In the performed cost analysis, we estimated 103 € per-protocol patient, resulting in a cost per recovered patient of 152 €. It is noteworthy that these costs are overestimated since we divided the total cost of the smartphone application used in the intervention (APPnea) (3000 €) among the only 56 patients of the study. If this intervention was implemented for much more patients, the distributed cost of the App (which in this study was the most expensive contribution in total cost, as shown in Figure 5), would become negligible and then would virtually disappear. Therefore, the effective cost of the intervention per patient would be considerably reduced. To more precisely evaluate whether this intervention is cost-effective, it would be required to also consider that the associated increase in patient’s health represents fewer costs to the society, which seems to be proven in the literature. Indeed, Rossi et al. [26] showed that untreated OSA used more medical services and more medicines. Specifically, Guest et al. [27] and Kapur et al. [28] estimated that untreated OSA leads to a twofold increase in medical expenses in Europe and the USA, and Knauert et al. [29] obtained a similar conclusion by reviewing the topic.

The current study has limitations. One of them is that, although being multicentric, the number of patients is relatively reduced. The reason is that patients who were acceptable according to the inclusion criteria were very difficult to recruit since the protocol was carried out during the COVID-19 pandemic. This fact explains why 380 patients were excluded (Figure 1). However, under these conditions the telemedicine approach was tested in a realistic scenario characterized by severely reduced possibility of in person interaction between patients and health care staff. Another limitation is that the time of the follow-up after the intervention (one month) was reduced. However, in this pilot study we have demonstrated that the intervention is feasible and useful, and as such it can be easily reproduced to rescue CPAP treatment in patients poorly complying with the treatment. Regardless of the specific limitations of this study, it should be considered that telemedicine per se has limitations and cannot be applied without previously considering its potential drawbacks and requirements, specifically in the field of CPAP for OSA patients [30]. For instance, the requirement of training the health care professionals involved, the need of phenotyping which patients should be included in a telemedicine program, or better defining not only the cost for the health system but the social and labor costs saved by correctly treated patients.

5. Conclusions

To our knowledge, this is the first study that deals with the CPAP adherence rescue concept in patients under long-term treatment. The results obtained demonstrate that it is possible that a significant proportion of patients with poor, and thus inefficient, adherence achieve the minimum threshold of 4 h/night on CPAP. Moreover, patients already on an adherence range which was satisfactory but not optimal (4–5.5 h/night) increased adherence to optimal values (>5.5 h/night). The fact that the procedure is cost-effective and the very positive patient satisfaction strongly suggests that the proposed telemedicine intervention will be a powerful tool for improving CPAP usage in the clinical arena of OSA treatment.

Entries taken from a collection:

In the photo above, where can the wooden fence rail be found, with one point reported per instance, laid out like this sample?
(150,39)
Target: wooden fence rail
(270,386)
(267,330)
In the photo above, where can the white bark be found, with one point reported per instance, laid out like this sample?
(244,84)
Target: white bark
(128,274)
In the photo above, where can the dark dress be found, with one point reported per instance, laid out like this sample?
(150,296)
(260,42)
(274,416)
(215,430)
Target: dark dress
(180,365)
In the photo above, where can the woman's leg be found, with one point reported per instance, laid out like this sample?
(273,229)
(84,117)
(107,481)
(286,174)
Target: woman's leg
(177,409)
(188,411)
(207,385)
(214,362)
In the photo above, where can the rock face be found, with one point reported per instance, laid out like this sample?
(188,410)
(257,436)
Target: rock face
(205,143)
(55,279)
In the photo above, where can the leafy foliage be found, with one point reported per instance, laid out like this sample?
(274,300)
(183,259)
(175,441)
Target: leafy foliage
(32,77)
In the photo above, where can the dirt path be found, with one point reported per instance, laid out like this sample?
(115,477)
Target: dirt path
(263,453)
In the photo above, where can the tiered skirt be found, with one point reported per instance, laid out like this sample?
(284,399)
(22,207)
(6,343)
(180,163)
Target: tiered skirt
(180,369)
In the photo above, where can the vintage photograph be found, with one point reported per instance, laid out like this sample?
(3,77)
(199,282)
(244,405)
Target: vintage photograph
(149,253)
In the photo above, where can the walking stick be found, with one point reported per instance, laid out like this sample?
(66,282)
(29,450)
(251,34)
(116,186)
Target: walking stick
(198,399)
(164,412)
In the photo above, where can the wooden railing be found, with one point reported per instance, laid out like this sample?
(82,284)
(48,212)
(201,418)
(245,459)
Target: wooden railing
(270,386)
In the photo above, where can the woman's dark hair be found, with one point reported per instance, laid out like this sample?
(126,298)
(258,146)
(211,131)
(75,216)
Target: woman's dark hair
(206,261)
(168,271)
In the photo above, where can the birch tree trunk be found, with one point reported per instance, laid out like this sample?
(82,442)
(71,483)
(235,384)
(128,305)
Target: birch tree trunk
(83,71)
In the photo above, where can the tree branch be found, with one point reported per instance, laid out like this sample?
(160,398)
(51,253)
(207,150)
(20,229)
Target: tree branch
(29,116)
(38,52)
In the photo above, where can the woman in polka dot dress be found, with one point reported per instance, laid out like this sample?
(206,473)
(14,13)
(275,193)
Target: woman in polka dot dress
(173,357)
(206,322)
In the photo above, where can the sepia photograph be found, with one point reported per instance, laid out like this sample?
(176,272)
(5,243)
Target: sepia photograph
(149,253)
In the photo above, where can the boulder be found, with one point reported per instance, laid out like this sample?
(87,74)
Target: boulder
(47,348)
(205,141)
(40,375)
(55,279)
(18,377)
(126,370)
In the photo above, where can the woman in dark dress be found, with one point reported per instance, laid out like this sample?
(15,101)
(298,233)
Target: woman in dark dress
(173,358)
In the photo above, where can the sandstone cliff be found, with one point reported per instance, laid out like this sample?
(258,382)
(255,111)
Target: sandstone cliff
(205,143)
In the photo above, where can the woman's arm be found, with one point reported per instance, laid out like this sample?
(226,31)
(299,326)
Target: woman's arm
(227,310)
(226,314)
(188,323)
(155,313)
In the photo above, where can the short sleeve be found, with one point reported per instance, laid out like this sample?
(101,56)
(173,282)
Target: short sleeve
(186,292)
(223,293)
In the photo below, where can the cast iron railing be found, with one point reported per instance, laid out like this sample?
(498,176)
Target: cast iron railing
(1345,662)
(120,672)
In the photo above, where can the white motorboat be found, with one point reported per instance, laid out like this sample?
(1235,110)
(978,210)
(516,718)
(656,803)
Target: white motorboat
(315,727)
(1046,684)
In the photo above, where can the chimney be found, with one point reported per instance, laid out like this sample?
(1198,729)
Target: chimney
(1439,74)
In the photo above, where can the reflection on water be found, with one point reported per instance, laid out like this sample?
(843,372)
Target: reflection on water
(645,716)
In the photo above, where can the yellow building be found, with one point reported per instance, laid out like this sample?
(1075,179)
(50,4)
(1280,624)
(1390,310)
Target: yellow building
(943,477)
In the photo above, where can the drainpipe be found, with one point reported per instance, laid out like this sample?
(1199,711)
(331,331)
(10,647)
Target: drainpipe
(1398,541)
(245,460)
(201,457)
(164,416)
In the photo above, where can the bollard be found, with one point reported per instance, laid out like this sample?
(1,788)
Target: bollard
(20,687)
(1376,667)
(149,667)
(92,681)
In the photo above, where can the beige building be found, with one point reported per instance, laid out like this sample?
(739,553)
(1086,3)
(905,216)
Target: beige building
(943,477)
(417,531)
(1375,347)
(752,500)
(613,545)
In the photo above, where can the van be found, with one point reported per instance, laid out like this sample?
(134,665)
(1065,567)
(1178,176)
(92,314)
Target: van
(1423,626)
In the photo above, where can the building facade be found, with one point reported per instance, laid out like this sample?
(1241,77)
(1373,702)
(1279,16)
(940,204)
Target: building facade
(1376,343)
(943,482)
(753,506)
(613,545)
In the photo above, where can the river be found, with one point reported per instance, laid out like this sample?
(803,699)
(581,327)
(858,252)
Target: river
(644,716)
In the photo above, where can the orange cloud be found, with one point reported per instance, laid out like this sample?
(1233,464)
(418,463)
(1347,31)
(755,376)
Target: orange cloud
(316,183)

REQUIRED WORK:
1. Please copy the part of the CPAP passage that begins at the words "To our knowledge, this" and stops after "of OSA treatment.", substituting "compliance" for "adherence" throughout.
2. Decide whether each statement agrees with the CPAP passage, answering yes or no and quoting the deciding words: (a) The smartphone application used in the intervention cost 3000 €. (b) The follow-up after the intervention lasted three months. (c) The protocol was carried out before the COVID-19 pandemic.

PER-TASK ANSWERS:
1.
To our knowledge, this is the first study that deals with the CPAP compliance rescue concept in patients under long-term treatment. The results obtained demonstrate that it is possible that a significant proportion of patients with poor, and thus inefficient, compliance achieve the minimum threshold of 4 h/night on CPAP. Moreover, patients already on an compliance range which was satisfactory but not optimal (4–5.5 h/night) increased compliance to optimal values (>5.5 h/night). The fact that the procedure is cost-effective and the very positive patient satisfaction strongly suggests that the proposed telemedicine intervention will be a powerful tool for improving CPAP usage in the clinical arena of OSA treatment.

2.
(a) Yes: "the smartphone application used in the intervention (APPnea) (3000 €)"
(b) No: "the time of the follow-up after the intervention (one month) was reduced"
(c) No: "the protocol was carried out during the COVID-19 pandemic"